Data shown

BEGIN

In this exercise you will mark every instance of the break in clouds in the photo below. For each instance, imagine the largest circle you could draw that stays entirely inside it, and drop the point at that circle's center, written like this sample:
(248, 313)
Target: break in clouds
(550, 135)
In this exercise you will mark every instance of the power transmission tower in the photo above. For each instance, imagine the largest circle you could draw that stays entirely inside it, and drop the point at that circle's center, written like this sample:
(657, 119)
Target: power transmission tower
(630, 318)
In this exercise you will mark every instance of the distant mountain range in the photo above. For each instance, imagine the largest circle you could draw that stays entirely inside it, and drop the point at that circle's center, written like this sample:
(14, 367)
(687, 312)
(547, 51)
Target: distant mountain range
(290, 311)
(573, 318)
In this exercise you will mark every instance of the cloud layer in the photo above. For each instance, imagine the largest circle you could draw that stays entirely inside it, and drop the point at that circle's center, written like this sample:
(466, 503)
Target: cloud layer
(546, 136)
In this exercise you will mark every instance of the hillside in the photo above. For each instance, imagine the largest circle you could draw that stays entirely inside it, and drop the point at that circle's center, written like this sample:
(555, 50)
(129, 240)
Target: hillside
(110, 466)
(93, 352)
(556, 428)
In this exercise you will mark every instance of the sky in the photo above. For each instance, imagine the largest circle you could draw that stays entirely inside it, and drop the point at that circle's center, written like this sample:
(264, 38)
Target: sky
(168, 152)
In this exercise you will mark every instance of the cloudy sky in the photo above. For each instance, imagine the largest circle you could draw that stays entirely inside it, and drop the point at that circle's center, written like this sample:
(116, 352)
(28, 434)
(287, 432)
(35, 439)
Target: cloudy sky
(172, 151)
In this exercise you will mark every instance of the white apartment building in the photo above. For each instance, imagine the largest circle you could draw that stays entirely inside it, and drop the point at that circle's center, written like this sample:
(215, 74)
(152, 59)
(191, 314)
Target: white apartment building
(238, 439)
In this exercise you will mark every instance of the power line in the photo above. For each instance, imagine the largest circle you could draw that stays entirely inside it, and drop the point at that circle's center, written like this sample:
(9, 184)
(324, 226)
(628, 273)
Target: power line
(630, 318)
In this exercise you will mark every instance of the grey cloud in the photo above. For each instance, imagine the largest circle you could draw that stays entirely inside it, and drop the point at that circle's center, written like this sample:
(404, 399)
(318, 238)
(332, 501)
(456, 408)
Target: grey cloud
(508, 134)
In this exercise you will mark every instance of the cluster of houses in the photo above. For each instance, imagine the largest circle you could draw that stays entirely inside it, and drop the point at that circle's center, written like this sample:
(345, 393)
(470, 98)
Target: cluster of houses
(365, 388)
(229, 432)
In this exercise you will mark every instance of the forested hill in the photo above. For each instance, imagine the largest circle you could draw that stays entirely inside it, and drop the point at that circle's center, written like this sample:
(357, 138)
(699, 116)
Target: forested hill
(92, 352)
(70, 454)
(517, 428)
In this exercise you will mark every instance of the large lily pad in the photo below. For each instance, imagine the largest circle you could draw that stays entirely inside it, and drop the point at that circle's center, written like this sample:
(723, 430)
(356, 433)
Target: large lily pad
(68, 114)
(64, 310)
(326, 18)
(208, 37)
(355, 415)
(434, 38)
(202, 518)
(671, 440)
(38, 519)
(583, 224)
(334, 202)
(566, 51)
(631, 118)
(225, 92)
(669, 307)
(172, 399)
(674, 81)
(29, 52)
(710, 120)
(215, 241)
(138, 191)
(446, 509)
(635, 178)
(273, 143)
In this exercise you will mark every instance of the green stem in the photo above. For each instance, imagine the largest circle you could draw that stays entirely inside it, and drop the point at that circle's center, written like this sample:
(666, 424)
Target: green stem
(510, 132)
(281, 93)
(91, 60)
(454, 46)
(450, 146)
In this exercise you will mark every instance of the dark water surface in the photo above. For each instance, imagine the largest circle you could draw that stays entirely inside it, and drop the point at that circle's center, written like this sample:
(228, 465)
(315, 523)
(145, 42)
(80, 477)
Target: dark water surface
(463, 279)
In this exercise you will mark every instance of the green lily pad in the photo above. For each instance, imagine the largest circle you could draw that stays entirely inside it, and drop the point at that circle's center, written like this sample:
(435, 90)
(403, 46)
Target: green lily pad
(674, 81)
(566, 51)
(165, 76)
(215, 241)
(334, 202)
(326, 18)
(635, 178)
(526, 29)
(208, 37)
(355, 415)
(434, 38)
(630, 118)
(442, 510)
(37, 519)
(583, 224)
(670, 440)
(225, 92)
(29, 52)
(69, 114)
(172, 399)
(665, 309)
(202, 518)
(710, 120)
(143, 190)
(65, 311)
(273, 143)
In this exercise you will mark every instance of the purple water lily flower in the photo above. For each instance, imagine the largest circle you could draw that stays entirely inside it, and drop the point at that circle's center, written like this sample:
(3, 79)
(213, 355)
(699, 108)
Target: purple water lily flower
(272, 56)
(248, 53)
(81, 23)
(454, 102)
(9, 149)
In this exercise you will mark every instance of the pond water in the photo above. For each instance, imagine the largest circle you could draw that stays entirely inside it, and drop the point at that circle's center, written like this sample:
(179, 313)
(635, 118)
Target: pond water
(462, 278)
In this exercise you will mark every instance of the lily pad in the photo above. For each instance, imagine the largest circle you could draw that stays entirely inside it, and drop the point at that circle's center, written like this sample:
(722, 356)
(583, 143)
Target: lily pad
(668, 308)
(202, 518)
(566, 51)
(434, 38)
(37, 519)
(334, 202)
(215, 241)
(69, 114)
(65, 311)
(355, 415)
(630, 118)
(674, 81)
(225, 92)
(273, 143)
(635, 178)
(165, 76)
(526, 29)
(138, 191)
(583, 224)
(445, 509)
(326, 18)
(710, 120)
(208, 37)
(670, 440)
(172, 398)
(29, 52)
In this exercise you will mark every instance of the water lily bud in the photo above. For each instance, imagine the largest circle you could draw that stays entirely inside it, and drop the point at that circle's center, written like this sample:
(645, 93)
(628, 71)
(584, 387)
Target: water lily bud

END

Problem to solve
Show the lines above that include "below".

Task solution
In this exercise you will mark every instance of the break in clouds in the photo below. For each instance, imagine the largest circle you could draw that stays entirely inside it, and drop the point at that circle's center, written like this sample:
In this exercise you will mark every instance of the large lily pad in the photo below. For each instance, imagine the largest circle you could draw that stays entirely inside it, and drop the point at that circle's center, written like this sample:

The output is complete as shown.